## YOUR OBJECTIVE
Return each line in the rows below that contains the string "tire". Case counts, so a line matches only if the letters have the same capitalization.

━━━━━━━━━━

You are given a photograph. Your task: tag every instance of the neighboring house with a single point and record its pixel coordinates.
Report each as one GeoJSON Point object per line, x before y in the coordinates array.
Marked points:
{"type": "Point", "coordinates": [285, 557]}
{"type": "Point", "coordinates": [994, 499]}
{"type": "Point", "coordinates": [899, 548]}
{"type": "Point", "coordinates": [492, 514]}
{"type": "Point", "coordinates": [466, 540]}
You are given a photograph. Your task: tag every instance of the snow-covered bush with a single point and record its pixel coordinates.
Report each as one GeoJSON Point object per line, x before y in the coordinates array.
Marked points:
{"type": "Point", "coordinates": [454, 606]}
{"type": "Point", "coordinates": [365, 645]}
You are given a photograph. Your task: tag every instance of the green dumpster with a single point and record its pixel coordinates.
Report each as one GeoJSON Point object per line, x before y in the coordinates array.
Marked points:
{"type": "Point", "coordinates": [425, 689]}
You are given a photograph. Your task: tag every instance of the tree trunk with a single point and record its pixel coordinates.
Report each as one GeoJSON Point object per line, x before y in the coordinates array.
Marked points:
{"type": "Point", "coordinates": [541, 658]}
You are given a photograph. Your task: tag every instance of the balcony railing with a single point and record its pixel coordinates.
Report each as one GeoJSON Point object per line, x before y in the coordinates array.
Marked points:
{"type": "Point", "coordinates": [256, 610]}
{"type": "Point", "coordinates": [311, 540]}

━━━━━━━━━━

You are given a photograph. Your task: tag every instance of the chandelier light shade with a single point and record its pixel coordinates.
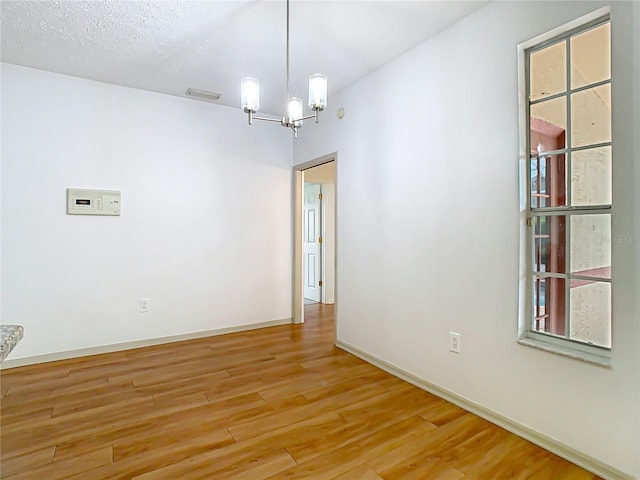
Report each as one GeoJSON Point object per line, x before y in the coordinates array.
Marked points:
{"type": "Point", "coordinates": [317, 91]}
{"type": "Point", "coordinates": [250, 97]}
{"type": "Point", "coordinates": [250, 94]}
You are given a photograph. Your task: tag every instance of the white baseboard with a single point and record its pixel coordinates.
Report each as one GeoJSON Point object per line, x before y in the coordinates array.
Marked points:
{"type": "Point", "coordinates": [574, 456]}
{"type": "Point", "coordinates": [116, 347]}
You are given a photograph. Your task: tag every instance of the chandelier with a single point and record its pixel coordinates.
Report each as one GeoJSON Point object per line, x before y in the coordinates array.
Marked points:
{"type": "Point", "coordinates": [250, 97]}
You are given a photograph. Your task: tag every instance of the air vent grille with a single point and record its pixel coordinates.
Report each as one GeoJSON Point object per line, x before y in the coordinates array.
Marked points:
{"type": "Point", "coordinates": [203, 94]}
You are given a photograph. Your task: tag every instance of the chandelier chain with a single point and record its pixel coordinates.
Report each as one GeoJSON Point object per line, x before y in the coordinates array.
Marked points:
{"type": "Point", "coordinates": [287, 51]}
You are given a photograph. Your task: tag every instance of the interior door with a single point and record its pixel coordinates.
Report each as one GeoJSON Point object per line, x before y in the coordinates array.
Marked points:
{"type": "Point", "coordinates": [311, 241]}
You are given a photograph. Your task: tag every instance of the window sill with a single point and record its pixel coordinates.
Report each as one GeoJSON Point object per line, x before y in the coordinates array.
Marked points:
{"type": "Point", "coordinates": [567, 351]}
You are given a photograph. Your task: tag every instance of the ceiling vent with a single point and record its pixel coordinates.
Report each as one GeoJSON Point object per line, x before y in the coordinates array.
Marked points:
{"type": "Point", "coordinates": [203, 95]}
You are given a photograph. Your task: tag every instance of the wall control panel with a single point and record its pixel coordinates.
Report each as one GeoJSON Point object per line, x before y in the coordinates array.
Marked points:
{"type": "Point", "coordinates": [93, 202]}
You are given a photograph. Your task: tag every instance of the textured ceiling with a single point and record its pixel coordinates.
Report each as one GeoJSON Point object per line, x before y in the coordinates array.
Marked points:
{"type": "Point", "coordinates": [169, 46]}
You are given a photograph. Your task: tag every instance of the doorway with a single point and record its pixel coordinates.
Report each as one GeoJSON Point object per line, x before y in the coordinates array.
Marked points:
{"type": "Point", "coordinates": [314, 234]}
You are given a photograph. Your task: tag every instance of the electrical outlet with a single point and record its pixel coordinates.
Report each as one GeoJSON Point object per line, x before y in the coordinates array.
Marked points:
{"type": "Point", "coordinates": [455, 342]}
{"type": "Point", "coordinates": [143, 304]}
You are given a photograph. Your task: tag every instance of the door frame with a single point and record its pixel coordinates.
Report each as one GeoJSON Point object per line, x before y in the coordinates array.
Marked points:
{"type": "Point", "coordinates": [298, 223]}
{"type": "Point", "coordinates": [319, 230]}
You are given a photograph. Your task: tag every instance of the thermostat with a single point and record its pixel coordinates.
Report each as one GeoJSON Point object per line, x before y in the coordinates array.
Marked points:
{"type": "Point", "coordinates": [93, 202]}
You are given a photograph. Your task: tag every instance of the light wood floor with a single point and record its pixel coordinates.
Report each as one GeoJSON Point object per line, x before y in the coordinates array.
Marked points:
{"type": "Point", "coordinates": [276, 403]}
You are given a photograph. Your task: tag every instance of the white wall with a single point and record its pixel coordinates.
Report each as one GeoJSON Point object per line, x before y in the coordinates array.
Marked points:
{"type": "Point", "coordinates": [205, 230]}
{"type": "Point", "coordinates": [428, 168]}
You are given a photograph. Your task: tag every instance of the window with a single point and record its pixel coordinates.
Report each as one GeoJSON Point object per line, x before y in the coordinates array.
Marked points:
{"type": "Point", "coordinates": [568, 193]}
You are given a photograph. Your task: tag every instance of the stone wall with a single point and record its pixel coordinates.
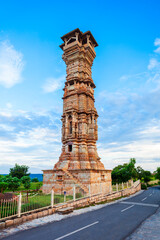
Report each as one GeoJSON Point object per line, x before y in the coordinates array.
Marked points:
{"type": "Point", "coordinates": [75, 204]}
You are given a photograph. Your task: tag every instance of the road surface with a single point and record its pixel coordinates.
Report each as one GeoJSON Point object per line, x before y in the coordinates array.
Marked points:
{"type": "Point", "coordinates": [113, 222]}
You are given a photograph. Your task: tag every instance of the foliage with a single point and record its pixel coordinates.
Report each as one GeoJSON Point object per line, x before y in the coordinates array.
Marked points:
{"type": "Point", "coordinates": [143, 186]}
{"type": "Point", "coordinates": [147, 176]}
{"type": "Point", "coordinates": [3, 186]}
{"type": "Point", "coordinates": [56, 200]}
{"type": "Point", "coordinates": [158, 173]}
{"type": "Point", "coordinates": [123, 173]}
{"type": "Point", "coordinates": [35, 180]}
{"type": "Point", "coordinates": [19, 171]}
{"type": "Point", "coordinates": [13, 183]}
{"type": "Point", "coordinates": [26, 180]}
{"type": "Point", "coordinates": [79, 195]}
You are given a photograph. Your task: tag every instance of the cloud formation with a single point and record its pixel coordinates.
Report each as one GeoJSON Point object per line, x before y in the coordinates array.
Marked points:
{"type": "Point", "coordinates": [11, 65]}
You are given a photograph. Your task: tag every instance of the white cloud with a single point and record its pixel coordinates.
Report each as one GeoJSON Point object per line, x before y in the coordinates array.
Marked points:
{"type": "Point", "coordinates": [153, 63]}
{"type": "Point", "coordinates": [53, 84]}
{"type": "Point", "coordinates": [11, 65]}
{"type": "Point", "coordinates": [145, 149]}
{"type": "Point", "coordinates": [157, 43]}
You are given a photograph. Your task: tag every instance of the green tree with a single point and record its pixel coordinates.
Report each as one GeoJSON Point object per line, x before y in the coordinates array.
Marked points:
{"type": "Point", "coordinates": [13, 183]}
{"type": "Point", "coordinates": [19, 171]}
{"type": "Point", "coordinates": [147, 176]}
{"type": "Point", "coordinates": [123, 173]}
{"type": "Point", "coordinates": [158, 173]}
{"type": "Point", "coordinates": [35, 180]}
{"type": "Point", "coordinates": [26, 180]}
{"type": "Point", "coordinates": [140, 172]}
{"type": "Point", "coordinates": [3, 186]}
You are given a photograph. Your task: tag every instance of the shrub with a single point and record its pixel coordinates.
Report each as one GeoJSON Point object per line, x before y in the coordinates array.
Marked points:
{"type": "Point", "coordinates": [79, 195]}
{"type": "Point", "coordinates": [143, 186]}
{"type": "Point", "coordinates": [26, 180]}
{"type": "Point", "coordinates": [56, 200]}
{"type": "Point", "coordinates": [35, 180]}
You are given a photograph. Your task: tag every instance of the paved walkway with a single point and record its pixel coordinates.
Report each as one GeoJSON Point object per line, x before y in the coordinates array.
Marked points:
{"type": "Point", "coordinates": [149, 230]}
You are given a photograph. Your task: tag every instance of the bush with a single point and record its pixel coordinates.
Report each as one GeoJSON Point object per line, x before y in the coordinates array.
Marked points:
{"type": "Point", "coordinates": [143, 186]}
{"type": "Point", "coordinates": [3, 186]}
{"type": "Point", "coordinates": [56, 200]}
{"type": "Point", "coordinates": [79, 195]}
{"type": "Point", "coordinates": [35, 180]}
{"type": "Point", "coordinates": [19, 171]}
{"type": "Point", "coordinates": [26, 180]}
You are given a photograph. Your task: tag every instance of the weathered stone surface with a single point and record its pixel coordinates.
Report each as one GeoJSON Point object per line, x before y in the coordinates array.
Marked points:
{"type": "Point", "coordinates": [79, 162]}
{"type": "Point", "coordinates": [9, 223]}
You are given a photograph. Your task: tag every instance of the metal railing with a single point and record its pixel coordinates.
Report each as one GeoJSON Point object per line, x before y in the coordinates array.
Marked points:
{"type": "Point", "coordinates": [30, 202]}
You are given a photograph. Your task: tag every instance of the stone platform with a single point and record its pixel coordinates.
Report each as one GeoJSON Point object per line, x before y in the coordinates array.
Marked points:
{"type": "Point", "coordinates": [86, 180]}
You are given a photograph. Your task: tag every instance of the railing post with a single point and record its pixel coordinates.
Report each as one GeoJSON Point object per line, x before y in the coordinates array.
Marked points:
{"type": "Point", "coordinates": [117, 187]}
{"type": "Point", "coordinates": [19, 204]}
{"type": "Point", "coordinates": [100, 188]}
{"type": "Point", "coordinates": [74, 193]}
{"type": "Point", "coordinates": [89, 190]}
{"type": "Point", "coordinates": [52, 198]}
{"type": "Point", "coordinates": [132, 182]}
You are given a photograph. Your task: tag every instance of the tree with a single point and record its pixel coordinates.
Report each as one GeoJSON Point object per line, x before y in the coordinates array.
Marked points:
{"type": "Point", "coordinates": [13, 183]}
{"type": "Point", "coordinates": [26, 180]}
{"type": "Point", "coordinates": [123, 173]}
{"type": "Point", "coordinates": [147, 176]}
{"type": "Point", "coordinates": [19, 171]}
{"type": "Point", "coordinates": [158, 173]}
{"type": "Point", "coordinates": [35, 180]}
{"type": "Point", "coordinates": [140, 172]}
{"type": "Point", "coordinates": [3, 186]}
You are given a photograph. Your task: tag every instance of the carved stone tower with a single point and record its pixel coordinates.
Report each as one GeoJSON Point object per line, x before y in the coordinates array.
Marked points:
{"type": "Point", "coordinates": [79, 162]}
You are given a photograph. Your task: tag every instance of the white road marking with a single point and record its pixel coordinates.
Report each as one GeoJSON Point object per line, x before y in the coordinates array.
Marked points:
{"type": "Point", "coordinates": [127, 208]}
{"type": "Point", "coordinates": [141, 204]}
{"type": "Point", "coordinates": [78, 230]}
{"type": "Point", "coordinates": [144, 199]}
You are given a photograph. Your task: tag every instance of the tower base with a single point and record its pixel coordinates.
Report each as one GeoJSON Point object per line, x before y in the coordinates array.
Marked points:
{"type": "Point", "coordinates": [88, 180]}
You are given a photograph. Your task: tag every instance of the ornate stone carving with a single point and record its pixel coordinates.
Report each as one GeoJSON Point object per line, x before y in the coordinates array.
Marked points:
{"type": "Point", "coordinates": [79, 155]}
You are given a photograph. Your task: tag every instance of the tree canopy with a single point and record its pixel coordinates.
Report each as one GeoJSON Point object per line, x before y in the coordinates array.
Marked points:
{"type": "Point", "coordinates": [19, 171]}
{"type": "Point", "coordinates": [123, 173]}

━━━━━━━━━━

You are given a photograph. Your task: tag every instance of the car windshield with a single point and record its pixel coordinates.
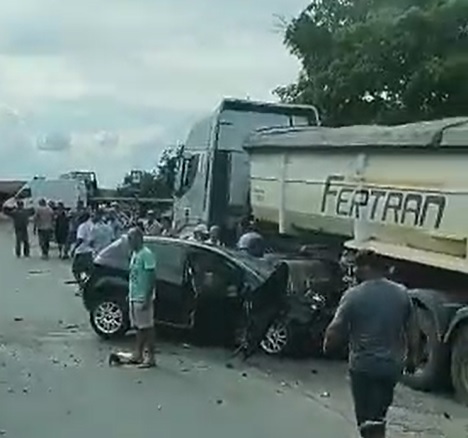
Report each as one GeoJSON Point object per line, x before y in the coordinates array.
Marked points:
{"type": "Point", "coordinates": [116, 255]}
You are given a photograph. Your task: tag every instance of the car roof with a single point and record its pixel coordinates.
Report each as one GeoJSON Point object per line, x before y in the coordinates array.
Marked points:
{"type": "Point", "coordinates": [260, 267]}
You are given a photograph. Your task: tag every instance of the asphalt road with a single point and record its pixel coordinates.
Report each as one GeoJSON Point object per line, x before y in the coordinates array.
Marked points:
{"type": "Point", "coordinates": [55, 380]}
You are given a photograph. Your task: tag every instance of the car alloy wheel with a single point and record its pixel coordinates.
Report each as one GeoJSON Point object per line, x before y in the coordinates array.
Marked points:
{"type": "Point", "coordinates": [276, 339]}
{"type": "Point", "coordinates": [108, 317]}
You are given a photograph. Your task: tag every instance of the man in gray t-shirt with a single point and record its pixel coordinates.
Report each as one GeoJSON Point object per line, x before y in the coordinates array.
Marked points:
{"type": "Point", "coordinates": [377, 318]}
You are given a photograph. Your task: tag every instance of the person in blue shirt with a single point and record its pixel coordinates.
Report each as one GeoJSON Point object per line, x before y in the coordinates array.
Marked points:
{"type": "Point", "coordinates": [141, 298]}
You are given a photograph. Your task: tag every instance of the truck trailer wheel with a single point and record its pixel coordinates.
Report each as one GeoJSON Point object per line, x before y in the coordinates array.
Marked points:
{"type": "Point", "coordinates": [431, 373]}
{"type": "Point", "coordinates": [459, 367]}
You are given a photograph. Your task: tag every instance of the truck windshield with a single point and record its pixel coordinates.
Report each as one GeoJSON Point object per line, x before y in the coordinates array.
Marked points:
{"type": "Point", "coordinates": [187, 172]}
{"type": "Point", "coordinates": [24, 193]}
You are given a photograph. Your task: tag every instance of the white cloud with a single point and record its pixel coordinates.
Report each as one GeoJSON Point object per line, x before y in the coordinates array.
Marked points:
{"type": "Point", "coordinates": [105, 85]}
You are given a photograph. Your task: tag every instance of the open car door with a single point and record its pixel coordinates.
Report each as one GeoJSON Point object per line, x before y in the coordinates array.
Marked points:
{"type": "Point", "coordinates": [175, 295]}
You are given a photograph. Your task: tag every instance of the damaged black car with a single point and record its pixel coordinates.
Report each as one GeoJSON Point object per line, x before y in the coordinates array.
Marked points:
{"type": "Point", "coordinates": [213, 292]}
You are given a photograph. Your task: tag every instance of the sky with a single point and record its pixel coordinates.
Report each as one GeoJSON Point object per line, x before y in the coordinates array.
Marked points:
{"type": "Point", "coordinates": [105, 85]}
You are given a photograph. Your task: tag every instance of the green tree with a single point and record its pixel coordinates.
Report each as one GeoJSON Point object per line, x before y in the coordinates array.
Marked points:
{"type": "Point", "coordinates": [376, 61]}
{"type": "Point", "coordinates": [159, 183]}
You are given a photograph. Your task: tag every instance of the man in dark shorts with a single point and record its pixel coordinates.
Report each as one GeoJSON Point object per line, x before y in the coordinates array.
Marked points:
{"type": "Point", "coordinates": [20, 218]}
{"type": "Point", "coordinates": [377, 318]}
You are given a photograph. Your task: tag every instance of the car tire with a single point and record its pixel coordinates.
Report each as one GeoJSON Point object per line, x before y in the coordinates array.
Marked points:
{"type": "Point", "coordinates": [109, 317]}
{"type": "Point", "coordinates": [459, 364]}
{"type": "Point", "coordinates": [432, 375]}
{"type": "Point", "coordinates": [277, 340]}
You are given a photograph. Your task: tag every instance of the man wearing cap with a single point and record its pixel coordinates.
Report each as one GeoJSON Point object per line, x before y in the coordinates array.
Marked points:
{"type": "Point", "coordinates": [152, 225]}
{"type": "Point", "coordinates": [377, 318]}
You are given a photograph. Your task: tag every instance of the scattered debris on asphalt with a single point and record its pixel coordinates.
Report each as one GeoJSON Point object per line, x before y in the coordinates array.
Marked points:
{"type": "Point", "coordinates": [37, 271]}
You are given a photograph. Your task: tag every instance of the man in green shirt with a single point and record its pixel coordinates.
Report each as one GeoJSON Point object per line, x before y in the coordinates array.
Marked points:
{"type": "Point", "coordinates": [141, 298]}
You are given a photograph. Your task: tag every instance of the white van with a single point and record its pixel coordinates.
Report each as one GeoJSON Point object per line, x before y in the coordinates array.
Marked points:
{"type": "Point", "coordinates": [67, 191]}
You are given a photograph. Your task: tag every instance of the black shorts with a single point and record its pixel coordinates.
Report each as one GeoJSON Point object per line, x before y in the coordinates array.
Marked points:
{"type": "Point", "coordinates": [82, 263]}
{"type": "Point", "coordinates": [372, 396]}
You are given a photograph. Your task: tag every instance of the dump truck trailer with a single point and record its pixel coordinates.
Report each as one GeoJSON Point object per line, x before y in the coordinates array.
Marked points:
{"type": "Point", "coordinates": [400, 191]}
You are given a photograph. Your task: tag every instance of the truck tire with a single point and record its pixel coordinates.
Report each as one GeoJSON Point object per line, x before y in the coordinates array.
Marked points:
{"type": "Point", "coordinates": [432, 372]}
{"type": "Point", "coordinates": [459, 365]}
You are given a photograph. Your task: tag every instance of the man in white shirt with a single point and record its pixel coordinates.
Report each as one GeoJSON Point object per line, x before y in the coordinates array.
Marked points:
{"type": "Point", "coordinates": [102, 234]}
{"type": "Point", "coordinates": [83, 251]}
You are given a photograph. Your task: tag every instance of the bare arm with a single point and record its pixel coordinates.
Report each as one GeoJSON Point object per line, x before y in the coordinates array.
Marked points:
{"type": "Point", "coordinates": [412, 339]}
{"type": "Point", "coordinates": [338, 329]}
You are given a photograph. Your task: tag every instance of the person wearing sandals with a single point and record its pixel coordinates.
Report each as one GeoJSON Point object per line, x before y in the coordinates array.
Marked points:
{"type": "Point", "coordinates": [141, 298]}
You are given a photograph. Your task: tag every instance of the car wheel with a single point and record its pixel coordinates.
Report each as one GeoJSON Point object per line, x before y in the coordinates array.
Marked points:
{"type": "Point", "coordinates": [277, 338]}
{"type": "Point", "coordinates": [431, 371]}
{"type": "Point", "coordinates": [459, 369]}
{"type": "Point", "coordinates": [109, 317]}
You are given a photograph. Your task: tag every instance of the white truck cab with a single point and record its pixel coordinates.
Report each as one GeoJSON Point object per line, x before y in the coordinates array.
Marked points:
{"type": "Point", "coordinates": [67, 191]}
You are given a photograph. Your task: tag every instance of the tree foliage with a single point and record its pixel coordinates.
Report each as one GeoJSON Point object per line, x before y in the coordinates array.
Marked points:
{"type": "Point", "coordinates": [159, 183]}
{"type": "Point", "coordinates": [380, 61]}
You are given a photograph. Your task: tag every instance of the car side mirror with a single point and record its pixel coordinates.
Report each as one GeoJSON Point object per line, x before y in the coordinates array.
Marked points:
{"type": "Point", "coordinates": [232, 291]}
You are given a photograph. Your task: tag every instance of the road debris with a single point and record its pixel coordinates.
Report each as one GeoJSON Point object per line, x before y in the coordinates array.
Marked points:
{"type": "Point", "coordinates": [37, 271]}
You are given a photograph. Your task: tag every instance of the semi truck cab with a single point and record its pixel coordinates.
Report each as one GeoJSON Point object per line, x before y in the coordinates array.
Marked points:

━━━━━━━━━━

## FINISHED EXERCISE
You are given a photograph. Your task: tag every instance of the car tire with a single point and record its pixel coordinates.
You are given a photograph. Your task: tag every instance of the truck tire with a single point and record its pixel coordinates.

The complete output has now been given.